__Objective__
Recast the lines from the line with "of the winding" to the line with "pixel 953 419", both ends included, as a numbered list, and leave out any blank lines.

Records from a pointing dataset:
>> begin

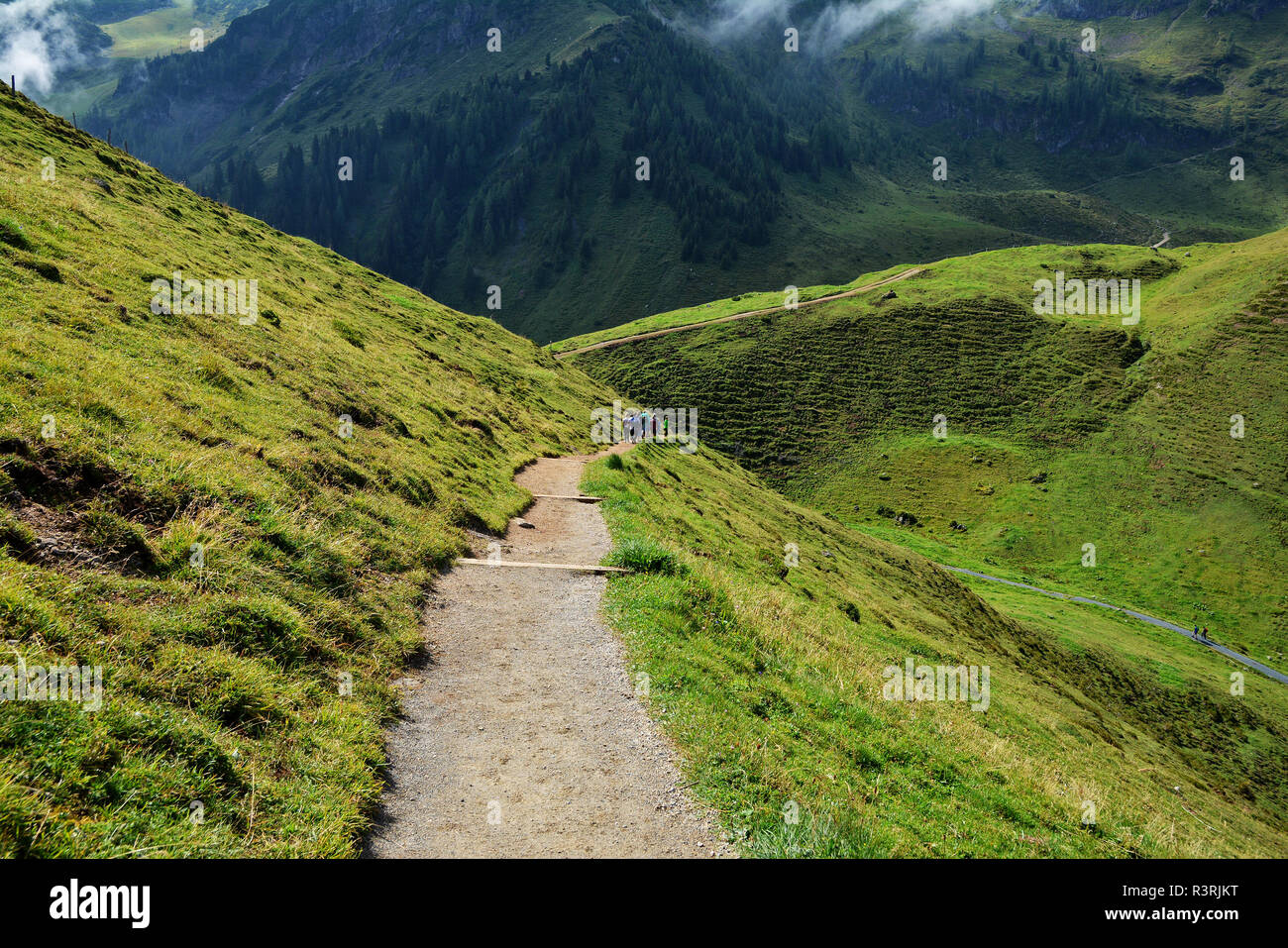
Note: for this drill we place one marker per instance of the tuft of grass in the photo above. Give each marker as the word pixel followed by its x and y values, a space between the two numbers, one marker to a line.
pixel 643 556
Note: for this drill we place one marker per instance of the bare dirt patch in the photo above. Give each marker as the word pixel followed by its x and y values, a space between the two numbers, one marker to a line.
pixel 523 737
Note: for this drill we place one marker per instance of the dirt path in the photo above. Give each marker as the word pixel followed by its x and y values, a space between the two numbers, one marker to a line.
pixel 523 737
pixel 610 343
pixel 1160 622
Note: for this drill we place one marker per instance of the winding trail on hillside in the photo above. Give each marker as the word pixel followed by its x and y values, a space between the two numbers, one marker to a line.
pixel 523 737
pixel 610 343
pixel 1163 623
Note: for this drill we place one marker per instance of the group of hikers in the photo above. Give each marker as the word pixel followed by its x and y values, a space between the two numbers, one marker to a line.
pixel 640 425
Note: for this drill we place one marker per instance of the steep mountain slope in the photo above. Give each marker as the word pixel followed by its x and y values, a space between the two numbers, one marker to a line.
pixel 184 505
pixel 518 168
pixel 236 522
pixel 765 635
pixel 953 419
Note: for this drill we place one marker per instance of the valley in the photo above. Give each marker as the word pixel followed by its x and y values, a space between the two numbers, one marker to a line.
pixel 980 337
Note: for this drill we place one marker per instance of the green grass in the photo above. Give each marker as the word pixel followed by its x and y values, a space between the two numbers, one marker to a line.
pixel 223 683
pixel 1060 432
pixel 769 679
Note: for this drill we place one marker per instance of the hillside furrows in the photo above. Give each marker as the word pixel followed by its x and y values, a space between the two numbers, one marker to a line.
pixel 780 389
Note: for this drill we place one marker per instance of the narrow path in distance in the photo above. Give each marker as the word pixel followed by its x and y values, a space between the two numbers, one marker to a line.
pixel 610 343
pixel 1231 653
pixel 523 737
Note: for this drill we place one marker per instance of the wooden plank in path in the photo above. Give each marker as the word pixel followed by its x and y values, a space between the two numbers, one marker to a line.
pixel 540 566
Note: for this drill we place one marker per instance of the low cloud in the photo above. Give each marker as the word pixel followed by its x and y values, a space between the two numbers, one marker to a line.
pixel 38 42
pixel 836 24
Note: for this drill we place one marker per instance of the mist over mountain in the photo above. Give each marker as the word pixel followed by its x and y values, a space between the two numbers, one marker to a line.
pixel 772 158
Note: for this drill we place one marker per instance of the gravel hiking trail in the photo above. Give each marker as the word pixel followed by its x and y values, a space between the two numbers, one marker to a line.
pixel 523 736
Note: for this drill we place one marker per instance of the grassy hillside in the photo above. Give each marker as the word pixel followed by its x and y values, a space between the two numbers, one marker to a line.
pixel 769 677
pixel 128 437
pixel 1059 432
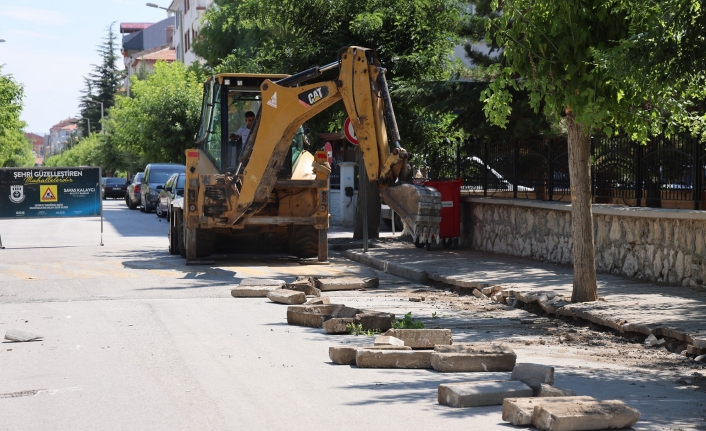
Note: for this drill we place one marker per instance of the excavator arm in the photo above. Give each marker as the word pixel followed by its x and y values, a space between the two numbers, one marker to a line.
pixel 362 86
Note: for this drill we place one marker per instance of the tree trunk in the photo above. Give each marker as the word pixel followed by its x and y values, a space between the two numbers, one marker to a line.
pixel 585 287
pixel 373 198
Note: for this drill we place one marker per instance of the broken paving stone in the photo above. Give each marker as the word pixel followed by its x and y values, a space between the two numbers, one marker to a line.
pixel 422 338
pixel 519 411
pixel 375 320
pixel 459 358
pixel 324 300
pixel 549 391
pixel 386 340
pixel 286 296
pixel 346 283
pixel 306 285
pixel 22 335
pixel 533 375
pixel 393 358
pixel 584 415
pixel 339 325
pixel 485 393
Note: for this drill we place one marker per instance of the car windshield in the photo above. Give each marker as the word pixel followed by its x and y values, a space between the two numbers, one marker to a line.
pixel 157 177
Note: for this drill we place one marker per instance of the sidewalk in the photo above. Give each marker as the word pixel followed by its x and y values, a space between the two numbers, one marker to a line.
pixel 626 305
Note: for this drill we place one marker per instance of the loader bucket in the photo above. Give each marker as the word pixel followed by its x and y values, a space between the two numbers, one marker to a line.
pixel 418 206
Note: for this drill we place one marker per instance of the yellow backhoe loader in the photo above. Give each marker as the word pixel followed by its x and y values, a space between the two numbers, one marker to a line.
pixel 268 195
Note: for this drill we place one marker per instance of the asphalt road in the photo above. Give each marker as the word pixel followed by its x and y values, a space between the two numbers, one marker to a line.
pixel 134 339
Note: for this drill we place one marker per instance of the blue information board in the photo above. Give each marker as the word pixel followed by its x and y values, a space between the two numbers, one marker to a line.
pixel 50 192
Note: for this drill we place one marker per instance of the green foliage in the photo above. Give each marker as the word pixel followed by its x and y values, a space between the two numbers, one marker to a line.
pixel 160 120
pixel 102 84
pixel 407 323
pixel 357 329
pixel 15 149
pixel 413 39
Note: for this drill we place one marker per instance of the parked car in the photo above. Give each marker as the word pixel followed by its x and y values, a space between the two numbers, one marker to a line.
pixel 132 197
pixel 114 188
pixel 173 188
pixel 156 174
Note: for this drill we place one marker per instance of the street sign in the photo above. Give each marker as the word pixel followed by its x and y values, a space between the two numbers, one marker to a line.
pixel 50 192
pixel 329 150
pixel 349 131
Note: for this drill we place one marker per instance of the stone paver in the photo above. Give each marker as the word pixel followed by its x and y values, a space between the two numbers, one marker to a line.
pixel 627 306
pixel 422 338
pixel 485 393
pixel 519 411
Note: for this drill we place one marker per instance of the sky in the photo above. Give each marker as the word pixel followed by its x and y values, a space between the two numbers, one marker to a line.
pixel 50 46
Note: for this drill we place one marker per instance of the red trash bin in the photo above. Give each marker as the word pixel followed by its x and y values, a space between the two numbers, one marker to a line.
pixel 450 228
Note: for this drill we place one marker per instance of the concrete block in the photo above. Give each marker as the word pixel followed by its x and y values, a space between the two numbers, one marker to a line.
pixel 487 393
pixel 342 355
pixel 286 296
pixel 474 358
pixel 584 415
pixel 252 291
pixel 312 316
pixel 549 391
pixel 323 300
pixel 386 340
pixel 263 282
pixel 393 359
pixel 339 325
pixel 346 283
pixel 372 320
pixel 533 375
pixel 519 411
pixel 305 286
pixel 422 338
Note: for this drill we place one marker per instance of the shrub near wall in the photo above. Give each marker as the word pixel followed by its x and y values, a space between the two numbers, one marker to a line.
pixel 658 245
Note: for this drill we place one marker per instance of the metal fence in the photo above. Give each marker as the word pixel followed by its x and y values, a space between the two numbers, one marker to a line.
pixel 667 172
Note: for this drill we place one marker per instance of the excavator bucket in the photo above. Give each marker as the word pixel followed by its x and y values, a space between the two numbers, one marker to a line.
pixel 418 206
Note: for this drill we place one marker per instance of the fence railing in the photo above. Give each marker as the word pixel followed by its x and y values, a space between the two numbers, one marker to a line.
pixel 667 172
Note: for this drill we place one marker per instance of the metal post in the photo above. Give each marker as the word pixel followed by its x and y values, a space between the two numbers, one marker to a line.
pixel 362 186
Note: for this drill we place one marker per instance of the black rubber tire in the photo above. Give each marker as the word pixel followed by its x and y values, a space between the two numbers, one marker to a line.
pixel 173 237
pixel 181 244
pixel 304 241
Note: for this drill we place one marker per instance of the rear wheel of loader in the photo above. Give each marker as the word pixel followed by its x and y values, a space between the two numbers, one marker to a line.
pixel 304 241
pixel 198 243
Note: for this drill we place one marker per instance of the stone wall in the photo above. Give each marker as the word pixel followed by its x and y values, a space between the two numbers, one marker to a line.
pixel 647 244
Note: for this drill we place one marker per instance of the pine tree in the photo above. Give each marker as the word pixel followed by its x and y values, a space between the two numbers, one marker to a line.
pixel 103 83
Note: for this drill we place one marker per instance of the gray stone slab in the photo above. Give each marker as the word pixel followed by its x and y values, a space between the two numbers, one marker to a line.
pixel 475 358
pixel 533 375
pixel 550 391
pixel 328 284
pixel 393 358
pixel 342 355
pixel 21 335
pixel 422 338
pixel 252 291
pixel 312 316
pixel 286 296
pixel 386 340
pixel 339 325
pixel 306 286
pixel 584 415
pixel 485 393
pixel 263 282
pixel 519 411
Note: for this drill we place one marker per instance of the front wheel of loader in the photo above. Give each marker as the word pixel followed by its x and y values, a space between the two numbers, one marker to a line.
pixel 304 241
pixel 199 243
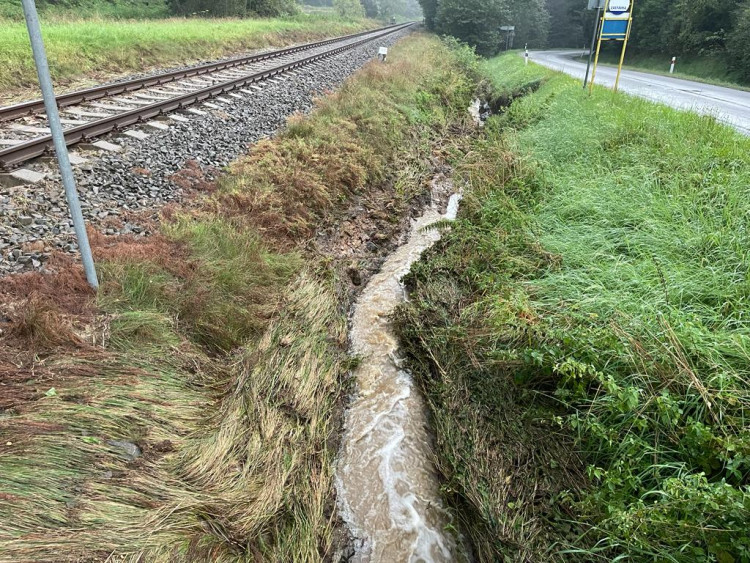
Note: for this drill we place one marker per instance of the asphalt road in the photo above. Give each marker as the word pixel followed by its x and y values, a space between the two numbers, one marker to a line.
pixel 727 105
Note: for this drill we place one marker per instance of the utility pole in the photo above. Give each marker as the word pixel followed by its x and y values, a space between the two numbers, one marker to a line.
pixel 58 137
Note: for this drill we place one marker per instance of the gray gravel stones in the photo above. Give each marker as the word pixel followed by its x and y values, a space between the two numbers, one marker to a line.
pixel 140 179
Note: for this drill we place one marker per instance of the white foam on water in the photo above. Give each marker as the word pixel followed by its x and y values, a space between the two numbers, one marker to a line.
pixel 387 486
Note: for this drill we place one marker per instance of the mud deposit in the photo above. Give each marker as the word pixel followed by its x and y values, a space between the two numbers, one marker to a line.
pixel 386 483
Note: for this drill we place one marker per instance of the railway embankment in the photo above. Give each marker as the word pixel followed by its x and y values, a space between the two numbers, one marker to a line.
pixel 85 52
pixel 153 162
pixel 192 410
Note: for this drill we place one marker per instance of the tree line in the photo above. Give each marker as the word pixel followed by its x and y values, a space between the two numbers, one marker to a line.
pixel 479 22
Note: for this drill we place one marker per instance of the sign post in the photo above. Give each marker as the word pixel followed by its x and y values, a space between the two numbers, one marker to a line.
pixel 510 33
pixel 598 4
pixel 615 26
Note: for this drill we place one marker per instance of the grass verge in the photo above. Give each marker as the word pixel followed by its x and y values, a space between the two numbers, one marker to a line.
pixel 191 412
pixel 581 331
pixel 101 49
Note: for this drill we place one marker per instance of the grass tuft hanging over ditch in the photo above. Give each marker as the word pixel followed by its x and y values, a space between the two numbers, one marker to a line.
pixel 581 333
pixel 191 411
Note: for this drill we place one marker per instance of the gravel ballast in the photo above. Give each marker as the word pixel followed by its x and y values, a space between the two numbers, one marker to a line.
pixel 119 192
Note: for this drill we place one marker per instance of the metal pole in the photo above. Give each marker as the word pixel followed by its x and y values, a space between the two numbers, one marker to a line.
pixel 50 105
pixel 593 43
pixel 598 50
pixel 624 46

>> end

__Solution to the exercise__
1. Note: for this drill we place one marker per instance of the winding trail on hillside in the photo above. Give each marker as the word pixel followed by its x and y values, a space between the two numbers, one marker to a line.
2. pixel 523 737
3. pixel 610 343
4. pixel 1163 623
5. Note: for this drill we place one marker per instance of the group of hikers in the photo above. Give each marker as the word pixel followed by its x and y values, a space between the two numbers, one marker to a line.
6. pixel 640 425
7. Note: for this drill we place one marker per instance of the steep mountain slope in the photo above. Give each marker as the word pixel followed by its x and y values, a space between the two numbers, one marker to a line.
8. pixel 184 505
9. pixel 518 168
10. pixel 236 522
11. pixel 765 635
12. pixel 953 419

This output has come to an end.